● What is expected: Below are the records; locate each line with the word "jacket" and copy it.

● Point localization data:
- Opening Delimiter -
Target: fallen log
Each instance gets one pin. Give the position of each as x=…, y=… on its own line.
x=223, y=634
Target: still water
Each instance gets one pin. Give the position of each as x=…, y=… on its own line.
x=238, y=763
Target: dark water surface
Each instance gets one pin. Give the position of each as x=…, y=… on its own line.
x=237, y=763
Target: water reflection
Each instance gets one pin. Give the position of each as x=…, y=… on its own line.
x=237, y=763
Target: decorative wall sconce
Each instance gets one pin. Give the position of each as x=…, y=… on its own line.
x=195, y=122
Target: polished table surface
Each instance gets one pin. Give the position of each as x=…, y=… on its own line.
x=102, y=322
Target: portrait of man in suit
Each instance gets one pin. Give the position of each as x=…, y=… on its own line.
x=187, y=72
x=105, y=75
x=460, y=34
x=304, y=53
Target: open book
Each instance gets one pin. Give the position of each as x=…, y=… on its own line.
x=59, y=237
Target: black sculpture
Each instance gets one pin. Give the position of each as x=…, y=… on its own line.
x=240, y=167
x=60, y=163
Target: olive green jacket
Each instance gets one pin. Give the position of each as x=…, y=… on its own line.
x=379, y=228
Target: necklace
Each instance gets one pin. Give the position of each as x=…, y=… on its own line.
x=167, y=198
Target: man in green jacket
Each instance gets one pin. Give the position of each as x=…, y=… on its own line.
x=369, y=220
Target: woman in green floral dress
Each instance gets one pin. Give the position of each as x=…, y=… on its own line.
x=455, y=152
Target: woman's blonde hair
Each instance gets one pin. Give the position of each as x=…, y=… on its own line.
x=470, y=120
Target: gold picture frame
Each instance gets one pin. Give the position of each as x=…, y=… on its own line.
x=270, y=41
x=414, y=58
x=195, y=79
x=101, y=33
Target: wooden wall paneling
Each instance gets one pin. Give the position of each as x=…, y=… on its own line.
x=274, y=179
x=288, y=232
- Closing Delimiter -
● Result of the task:
Target: olive green jacket
Target: man in green jacket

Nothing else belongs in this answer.